- [Work required]: From the rows below, copy each line that contains the string "rough", treating uppercase and lowercase as distinct.
··· Provided entries
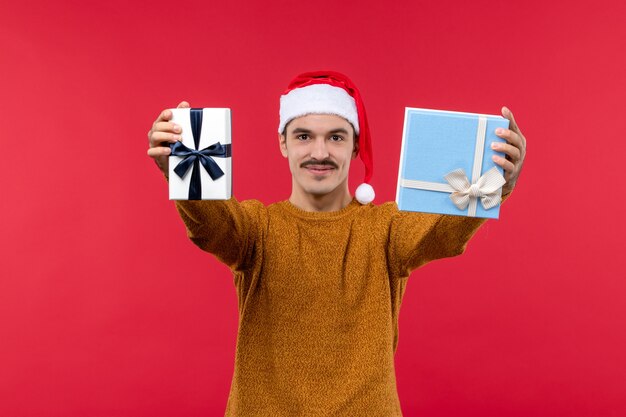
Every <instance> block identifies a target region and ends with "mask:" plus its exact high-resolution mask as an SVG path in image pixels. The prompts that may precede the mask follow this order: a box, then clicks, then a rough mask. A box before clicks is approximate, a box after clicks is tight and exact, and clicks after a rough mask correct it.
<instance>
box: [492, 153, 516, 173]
mask: <svg viewBox="0 0 626 417" xmlns="http://www.w3.org/2000/svg"><path fill="white" fill-rule="evenodd" d="M491 159H492V160H493V162H494V163H495V164H496V165H499V166H501V167H502V169H504V170H505V171H506V172H508V173H513V170H514V169H515V164H514V163H513V162H511V161H509V160H507V159H506V158H503V157H501V156H497V155H494V156H492V157H491Z"/></svg>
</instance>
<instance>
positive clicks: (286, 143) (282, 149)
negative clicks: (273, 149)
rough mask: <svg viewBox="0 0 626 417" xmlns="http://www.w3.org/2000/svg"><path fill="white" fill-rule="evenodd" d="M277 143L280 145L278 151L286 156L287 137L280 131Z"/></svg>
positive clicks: (278, 135)
mask: <svg viewBox="0 0 626 417" xmlns="http://www.w3.org/2000/svg"><path fill="white" fill-rule="evenodd" d="M278 145H279V146H280V153H281V154H283V156H284V157H285V158H286V157H287V137H286V136H285V135H283V134H281V133H279V134H278Z"/></svg>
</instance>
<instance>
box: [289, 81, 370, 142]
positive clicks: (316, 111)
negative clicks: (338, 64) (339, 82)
mask: <svg viewBox="0 0 626 417" xmlns="http://www.w3.org/2000/svg"><path fill="white" fill-rule="evenodd" d="M307 114H335V115H337V116H341V117H343V118H344V119H346V120H347V121H349V122H350V123H351V124H352V127H354V132H355V134H357V135H358V134H359V115H358V112H357V110H356V103H355V102H354V98H352V97H351V96H350V94H348V92H347V91H346V90H344V89H343V88H340V87H335V86H332V85H328V84H312V85H308V86H306V87H301V88H296V89H294V90H291V91H290V92H289V93H287V94H285V95H284V96H280V124H279V125H278V133H281V134H282V133H283V131H284V130H285V126H287V123H289V122H290V121H291V120H293V119H295V118H297V117H300V116H305V115H307Z"/></svg>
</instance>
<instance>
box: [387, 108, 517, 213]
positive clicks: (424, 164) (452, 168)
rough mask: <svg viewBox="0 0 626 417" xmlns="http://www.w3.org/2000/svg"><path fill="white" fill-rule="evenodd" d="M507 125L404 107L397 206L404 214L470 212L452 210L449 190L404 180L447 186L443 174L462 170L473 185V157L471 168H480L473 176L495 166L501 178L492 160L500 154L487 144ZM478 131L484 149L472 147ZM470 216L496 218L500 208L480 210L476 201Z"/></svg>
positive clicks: (463, 116)
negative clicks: (474, 213) (419, 185)
mask: <svg viewBox="0 0 626 417" xmlns="http://www.w3.org/2000/svg"><path fill="white" fill-rule="evenodd" d="M508 126H509V121H508V120H507V119H505V118H503V117H501V116H497V115H488V114H479V113H467V112H455V111H445V110H432V109H420V108H411V107H407V108H406V109H405V117H404V128H403V134H402V150H401V152H400V166H399V173H398V186H397V192H396V202H397V204H398V208H399V209H400V210H406V211H420V212H426V213H440V214H451V215H461V216H467V215H468V212H469V208H466V209H464V210H461V209H459V208H458V207H457V206H455V204H454V203H453V202H452V200H451V199H450V195H451V192H443V191H430V190H427V189H415V188H410V187H406V186H404V185H403V184H405V183H406V181H404V180H417V181H424V182H428V183H437V184H444V185H447V186H448V187H450V186H449V183H448V182H447V180H446V178H445V176H446V175H447V174H448V173H450V172H452V171H455V170H457V169H462V170H463V171H464V173H465V174H466V176H467V177H468V180H469V182H470V183H472V182H474V181H473V178H472V176H473V171H474V165H475V162H474V159H475V155H477V157H478V160H477V161H476V165H477V166H478V165H481V167H480V170H479V171H477V172H476V173H474V175H477V177H478V176H481V175H484V174H485V173H486V172H488V171H489V170H491V169H492V168H494V167H495V169H496V170H497V172H498V173H499V174H500V175H502V174H503V170H502V168H500V167H499V166H498V165H496V164H495V163H494V162H493V160H492V156H493V155H500V156H502V154H500V153H497V152H495V151H493V150H492V149H491V143H492V142H504V140H503V139H501V138H499V137H498V136H496V134H495V130H496V128H498V127H502V128H508ZM480 129H483V131H484V146H483V147H482V148H481V149H477V146H476V144H477V139H478V138H479V132H480ZM477 152H478V153H477ZM481 153H482V155H481ZM477 177H476V178H475V179H477ZM452 191H454V190H452ZM475 216H476V217H486V218H498V216H499V205H498V206H496V207H492V208H490V209H485V208H484V207H483V206H482V204H481V203H480V202H479V203H478V204H477V207H476V213H475Z"/></svg>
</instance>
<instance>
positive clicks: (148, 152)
mask: <svg viewBox="0 0 626 417" xmlns="http://www.w3.org/2000/svg"><path fill="white" fill-rule="evenodd" d="M171 153H172V150H171V149H170V148H169V147H168V146H157V147H156V148H150V149H148V156H149V157H150V158H158V157H161V156H169V155H170V154H171Z"/></svg>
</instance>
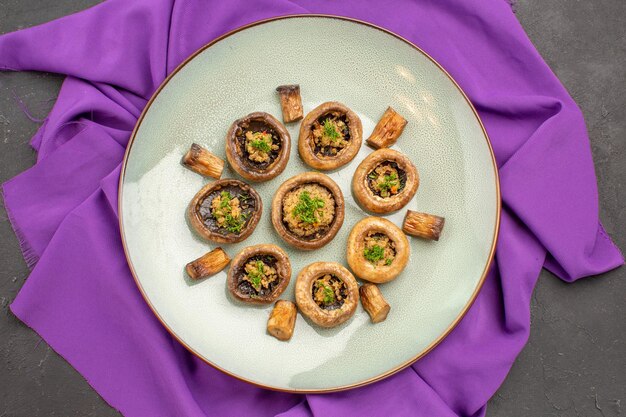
······
- [Result of this task]:
Every <instance> block identifies a target region and ends with "mask:" plus its exact high-resolution mask as an SVG path in image pixels. The prompts that may precede the mask follow this order: a box, then clicks, then a rough mask. A box before clicks is approximate, a box after clicks is tight and exact, and clicks after a rough mask correct it.
rough mask: <svg viewBox="0 0 626 417" xmlns="http://www.w3.org/2000/svg"><path fill="white" fill-rule="evenodd" d="M277 143L280 145L278 151L286 156L287 137L280 131Z"/></svg>
rough mask: <svg viewBox="0 0 626 417" xmlns="http://www.w3.org/2000/svg"><path fill="white" fill-rule="evenodd" d="M507 125L404 107L397 206L404 214L470 212L452 210L449 190L404 180L447 186L443 174L462 170L473 185V157L471 168H480L473 176L495 166L501 178L492 160L500 154L487 144ZM478 131L484 149L472 147ZM470 216L496 218L500 208L480 210L476 201Z"/></svg>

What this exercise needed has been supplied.